Required task:
State how many lines in the listing below contain the string "black", counting only matches in the same case. Reply with the number alone.
>> BEGIN Records for the exercise
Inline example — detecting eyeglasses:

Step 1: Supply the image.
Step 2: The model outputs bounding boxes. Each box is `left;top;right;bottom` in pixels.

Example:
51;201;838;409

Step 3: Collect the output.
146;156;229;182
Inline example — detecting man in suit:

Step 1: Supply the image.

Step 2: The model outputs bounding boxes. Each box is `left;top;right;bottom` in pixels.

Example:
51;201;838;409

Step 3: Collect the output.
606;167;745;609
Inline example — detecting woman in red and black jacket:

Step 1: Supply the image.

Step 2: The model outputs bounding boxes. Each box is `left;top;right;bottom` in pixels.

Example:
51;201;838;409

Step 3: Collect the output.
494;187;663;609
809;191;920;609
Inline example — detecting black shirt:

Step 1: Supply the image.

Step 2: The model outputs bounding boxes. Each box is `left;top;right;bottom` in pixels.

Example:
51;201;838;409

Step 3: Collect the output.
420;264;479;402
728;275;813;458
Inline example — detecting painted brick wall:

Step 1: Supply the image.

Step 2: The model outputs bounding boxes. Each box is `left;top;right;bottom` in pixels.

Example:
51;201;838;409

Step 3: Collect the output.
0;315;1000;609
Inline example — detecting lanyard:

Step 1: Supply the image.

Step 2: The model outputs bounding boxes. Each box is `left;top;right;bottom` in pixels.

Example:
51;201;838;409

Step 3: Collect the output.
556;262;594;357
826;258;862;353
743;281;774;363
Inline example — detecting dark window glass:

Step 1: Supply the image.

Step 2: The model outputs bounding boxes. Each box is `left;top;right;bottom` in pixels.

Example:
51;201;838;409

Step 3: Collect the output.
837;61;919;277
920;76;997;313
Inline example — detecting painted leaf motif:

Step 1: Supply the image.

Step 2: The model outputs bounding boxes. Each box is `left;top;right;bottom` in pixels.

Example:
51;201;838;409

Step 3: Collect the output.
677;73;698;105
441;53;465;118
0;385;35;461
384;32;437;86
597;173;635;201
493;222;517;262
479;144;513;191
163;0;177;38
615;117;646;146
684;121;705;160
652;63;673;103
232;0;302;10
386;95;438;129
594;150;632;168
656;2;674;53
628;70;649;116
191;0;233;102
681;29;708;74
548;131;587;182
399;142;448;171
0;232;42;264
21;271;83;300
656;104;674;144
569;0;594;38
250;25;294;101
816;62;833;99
>> END Records for the exercise
Result below:
2